** start of SUPPLIED DATA **
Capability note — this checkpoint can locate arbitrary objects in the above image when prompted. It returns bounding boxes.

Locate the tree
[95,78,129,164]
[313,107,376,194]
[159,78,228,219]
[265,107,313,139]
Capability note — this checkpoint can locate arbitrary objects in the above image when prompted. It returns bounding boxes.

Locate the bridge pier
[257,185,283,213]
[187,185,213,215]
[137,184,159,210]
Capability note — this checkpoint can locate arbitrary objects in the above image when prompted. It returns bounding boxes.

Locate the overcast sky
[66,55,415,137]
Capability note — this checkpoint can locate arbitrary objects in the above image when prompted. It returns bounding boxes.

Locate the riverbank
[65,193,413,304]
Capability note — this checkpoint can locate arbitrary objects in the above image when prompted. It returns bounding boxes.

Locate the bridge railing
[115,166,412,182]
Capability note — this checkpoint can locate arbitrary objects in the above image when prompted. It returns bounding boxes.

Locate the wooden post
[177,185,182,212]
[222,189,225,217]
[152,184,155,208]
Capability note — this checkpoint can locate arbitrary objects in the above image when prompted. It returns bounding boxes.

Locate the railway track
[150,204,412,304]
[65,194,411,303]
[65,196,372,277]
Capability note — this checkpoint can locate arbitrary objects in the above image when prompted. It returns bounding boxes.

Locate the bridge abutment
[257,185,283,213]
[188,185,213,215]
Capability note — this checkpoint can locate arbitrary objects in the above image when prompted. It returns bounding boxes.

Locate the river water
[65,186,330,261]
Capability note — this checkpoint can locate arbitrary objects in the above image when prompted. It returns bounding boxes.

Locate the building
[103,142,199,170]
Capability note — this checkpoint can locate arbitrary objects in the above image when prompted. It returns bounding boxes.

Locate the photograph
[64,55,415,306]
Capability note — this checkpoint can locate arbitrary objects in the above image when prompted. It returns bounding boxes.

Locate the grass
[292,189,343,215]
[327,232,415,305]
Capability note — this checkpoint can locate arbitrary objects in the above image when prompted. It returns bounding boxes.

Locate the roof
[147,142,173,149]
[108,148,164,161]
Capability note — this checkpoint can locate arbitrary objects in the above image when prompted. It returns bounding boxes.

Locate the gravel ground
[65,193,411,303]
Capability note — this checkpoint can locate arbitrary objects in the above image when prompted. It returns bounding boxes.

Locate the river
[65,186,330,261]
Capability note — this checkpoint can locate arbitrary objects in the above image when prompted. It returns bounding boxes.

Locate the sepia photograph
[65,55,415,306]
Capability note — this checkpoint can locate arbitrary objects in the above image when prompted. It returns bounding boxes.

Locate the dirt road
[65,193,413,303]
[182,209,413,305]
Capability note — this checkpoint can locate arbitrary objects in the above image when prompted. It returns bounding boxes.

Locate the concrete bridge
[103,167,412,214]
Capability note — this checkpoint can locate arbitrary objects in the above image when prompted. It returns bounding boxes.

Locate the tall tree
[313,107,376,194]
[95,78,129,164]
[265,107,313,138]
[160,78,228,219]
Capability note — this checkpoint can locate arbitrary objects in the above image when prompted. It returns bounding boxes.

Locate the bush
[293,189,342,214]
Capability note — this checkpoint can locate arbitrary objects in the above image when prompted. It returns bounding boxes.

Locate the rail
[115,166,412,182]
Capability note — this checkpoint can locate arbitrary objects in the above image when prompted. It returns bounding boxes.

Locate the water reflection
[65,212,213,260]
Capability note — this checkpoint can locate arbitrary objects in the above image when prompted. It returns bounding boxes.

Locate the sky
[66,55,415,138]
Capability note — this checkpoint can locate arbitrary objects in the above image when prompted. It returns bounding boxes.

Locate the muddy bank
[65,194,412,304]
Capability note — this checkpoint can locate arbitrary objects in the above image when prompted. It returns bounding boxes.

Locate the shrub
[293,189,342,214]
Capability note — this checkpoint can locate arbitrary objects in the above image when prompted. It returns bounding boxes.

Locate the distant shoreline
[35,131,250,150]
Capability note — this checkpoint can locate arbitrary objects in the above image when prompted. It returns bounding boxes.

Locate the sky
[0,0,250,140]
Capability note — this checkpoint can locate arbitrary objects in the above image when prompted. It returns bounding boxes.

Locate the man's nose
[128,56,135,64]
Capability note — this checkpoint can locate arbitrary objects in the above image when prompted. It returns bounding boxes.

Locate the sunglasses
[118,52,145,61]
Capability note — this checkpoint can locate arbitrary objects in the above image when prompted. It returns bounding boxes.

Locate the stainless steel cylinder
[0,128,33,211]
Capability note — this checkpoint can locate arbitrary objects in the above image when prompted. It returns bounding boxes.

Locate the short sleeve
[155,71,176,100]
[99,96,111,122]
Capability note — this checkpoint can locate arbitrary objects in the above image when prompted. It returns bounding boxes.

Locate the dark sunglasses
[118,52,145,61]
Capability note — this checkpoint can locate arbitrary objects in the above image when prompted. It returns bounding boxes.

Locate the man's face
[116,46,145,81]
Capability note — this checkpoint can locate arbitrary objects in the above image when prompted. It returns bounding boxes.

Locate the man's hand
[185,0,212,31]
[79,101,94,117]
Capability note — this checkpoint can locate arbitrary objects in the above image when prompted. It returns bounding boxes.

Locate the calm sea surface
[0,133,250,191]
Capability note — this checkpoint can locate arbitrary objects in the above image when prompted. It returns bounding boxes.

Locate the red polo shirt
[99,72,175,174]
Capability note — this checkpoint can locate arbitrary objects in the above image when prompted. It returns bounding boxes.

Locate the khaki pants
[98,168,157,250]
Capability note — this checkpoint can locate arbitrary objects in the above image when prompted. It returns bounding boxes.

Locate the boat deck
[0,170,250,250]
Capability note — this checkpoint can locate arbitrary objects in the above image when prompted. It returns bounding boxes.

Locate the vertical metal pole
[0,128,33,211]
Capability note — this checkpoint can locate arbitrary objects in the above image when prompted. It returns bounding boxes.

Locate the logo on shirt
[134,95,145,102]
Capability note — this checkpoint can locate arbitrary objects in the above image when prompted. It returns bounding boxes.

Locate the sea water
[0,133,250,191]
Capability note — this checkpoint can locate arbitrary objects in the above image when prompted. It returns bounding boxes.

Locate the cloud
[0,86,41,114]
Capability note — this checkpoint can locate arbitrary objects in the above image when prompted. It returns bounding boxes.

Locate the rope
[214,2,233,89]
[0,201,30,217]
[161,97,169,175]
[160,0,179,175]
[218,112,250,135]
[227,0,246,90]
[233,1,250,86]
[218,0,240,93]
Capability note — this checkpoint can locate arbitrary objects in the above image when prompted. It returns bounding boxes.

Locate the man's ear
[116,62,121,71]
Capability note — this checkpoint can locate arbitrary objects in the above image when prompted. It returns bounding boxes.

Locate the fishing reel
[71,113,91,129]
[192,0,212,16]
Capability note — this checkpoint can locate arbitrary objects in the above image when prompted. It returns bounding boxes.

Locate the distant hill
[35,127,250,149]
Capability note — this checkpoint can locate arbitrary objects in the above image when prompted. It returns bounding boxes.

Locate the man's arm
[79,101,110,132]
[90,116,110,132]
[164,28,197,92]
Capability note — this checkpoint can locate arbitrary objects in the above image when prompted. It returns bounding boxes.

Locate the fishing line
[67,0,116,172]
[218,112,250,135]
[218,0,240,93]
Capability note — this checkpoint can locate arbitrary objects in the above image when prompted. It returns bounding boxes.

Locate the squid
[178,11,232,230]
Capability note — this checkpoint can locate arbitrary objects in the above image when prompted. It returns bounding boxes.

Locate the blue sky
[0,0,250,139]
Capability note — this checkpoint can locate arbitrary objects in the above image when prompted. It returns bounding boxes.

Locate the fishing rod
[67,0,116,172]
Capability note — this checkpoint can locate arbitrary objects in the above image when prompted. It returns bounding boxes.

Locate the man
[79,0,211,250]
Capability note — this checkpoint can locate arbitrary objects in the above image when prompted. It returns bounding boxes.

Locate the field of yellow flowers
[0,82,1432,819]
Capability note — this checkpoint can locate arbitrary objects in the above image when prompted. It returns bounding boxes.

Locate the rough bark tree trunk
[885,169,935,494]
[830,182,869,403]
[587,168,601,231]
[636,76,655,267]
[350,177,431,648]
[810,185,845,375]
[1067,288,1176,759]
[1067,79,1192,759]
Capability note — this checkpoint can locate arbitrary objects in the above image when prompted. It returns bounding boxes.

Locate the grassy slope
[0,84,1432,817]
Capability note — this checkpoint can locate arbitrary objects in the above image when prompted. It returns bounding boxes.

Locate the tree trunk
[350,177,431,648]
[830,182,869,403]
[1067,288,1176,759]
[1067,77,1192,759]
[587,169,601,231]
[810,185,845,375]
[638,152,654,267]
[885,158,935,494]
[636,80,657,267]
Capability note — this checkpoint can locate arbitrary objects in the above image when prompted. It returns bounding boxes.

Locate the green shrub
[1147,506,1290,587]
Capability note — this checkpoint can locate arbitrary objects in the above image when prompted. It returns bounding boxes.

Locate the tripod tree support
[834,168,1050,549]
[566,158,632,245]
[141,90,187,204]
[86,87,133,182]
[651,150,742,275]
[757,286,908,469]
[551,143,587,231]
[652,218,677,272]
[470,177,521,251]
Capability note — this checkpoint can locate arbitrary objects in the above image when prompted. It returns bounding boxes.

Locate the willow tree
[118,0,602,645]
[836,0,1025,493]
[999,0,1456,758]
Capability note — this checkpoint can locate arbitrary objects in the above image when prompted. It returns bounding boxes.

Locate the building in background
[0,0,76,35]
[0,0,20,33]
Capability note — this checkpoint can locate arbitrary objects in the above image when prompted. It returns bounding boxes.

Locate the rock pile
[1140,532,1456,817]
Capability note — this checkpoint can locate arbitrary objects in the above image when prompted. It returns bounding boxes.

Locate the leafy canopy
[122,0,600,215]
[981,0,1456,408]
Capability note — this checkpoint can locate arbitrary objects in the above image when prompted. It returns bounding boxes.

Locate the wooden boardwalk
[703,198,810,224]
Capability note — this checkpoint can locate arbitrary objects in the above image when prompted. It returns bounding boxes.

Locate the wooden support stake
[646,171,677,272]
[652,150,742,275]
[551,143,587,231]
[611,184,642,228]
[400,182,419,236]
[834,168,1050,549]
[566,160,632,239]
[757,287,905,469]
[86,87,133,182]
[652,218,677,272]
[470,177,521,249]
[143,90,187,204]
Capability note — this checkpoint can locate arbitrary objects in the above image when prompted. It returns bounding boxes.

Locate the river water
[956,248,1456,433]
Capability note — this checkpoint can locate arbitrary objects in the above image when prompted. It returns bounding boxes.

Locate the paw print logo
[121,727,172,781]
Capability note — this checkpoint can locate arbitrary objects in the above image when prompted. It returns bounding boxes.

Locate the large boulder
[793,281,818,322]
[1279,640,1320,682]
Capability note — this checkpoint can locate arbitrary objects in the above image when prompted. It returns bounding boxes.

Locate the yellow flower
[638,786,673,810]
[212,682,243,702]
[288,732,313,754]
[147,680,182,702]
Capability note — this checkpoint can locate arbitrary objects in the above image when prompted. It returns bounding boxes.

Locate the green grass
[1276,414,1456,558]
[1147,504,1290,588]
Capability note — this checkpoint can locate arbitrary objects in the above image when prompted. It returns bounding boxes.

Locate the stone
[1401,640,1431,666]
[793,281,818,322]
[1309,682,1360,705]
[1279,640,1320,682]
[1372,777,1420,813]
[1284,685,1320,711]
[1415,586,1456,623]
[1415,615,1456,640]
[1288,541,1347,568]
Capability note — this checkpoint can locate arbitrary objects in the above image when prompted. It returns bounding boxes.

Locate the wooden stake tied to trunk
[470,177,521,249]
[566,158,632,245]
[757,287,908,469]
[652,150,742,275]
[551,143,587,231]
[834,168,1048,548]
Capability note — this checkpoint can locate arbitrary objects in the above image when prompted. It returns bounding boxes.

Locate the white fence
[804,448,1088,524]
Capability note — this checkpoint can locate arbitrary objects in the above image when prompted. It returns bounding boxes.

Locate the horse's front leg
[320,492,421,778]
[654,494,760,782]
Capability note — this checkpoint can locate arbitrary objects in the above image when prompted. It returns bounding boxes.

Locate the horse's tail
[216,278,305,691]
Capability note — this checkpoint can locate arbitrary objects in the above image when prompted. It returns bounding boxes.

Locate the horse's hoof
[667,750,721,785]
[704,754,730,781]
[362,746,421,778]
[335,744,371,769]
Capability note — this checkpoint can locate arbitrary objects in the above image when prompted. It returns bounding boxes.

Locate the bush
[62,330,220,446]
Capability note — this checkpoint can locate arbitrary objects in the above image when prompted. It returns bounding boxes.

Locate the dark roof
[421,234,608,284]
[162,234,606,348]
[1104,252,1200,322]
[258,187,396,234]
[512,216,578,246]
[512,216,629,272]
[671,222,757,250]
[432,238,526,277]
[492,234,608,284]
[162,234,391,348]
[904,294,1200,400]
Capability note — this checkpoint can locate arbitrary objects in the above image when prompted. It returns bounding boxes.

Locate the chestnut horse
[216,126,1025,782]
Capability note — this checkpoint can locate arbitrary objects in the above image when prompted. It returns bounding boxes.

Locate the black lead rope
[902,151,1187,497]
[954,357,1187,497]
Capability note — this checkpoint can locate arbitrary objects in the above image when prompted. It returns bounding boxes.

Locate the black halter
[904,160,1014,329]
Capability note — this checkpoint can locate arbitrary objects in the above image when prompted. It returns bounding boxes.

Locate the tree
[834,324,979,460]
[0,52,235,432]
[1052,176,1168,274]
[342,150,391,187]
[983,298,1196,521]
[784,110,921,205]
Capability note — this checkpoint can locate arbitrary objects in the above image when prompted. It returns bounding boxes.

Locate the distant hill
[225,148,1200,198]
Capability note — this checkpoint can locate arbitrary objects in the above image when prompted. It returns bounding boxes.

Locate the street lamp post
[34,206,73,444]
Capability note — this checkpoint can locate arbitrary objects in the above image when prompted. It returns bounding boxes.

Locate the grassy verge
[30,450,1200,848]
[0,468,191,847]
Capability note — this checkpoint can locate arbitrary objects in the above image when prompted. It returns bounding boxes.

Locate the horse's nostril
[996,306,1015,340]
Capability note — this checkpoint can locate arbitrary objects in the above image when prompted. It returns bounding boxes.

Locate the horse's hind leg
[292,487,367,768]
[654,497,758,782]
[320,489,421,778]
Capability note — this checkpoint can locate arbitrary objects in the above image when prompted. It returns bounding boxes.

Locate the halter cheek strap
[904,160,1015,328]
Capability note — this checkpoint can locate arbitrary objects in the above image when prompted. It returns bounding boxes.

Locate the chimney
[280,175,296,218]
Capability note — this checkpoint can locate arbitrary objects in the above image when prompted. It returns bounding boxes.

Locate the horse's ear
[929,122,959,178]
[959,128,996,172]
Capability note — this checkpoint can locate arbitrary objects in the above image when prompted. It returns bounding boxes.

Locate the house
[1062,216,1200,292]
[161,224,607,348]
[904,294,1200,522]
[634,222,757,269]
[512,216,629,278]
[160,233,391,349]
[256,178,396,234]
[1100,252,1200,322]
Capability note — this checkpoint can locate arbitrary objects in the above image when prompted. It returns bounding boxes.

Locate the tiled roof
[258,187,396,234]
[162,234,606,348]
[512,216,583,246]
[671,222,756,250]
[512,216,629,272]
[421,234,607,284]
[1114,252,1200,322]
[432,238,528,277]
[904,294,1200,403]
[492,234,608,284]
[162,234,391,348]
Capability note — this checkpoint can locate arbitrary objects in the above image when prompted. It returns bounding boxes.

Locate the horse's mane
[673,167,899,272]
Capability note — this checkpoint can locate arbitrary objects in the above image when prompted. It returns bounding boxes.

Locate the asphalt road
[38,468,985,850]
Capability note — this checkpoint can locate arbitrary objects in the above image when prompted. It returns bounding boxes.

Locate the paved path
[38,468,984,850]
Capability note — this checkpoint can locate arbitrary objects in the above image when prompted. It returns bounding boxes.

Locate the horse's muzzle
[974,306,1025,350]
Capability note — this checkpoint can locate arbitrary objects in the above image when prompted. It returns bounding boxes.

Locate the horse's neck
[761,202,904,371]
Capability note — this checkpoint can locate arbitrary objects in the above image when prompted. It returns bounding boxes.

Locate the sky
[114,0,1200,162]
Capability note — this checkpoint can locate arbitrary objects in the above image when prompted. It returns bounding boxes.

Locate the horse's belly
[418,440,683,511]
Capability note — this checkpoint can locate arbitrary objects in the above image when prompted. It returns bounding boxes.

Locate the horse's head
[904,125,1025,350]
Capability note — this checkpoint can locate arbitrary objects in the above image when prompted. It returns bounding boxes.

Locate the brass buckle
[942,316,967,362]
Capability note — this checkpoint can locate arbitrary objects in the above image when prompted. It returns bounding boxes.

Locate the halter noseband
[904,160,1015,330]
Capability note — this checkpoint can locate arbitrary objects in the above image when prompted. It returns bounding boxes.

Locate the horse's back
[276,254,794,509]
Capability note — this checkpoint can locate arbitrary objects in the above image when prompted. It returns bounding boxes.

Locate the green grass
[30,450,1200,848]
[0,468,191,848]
** end of SUPPLIED DATA **
TASK TO CARRY OUT:
Put the material from its first line through the line with "[327,232,415,305]", both included, into a JSON list of strings with one string per line and no blank lines.

FULL SOLUTION:
[
  "Capability note — this checkpoint can locate arbitrary objects in the above image when prompted. It returns bounding boxes.",
  "Locate the tree",
  "[95,78,129,164]",
  "[313,107,376,194]",
  "[159,78,228,219]",
  "[265,107,313,139]",
  "Capability note — this checkpoint can locate arbitrary objects in the above image when prompted. It returns bounding boxes.",
  "Locate the bridge pier",
  "[257,185,283,213]",
  "[187,185,213,215]",
  "[137,184,159,210]",
  "Capability note — this checkpoint can locate arbitrary objects in the above image when prompted. It returns bounding boxes.",
  "Locate the overcast sky",
  "[66,55,415,137]",
  "Capability note — this checkpoint can locate arbitrary objects in the above image when prompted. It returns bounding boxes.",
  "Locate the riverbank",
  "[65,193,413,304]",
  "Capability note — this checkpoint can locate arbitrary objects in the above image when prompted. It returns bounding boxes.",
  "Locate the bridge railing",
  "[115,166,412,182]",
  "Capability note — this checkpoint can locate arbitrary objects in the above image when prompted. It returns bounding boxes.",
  "Locate the wooden post",
  "[177,185,182,212]",
  "[222,189,225,217]",
  "[152,184,155,208]",
  "Capability note — this checkpoint can locate arbitrary objects in the above image when prompted. It returns bounding boxes.",
  "Locate the railway track",
  "[150,204,412,304]",
  "[65,194,411,303]",
  "[65,196,372,277]",
  "Capability note — this checkpoint can locate arbitrary objects in the above image when prompted. It returns bounding boxes.",
  "Locate the bridge abutment",
  "[257,185,283,213]",
  "[188,185,213,215]",
  "Capability note — this checkpoint can locate arbitrary objects in the above image when prompted. It returns bounding boxes.",
  "Locate the river water",
  "[65,186,330,261]",
  "Capability note — this checkpoint can locate arbitrary objects in the above image when prompted. It returns bounding boxes.",
  "Locate the building",
  "[103,142,199,170]",
  "Capability note — this checkpoint can locate arbitrary objects in the above image when prompted. It returns bounding boxes.",
  "Locate the photograph",
  "[64,55,415,306]",
  "Capability note — this checkpoint can locate arbitrary objects in the above image when prompted. It returns bounding boxes.",
  "Locate the grass",
  "[292,189,343,215]",
  "[327,232,415,305]"
]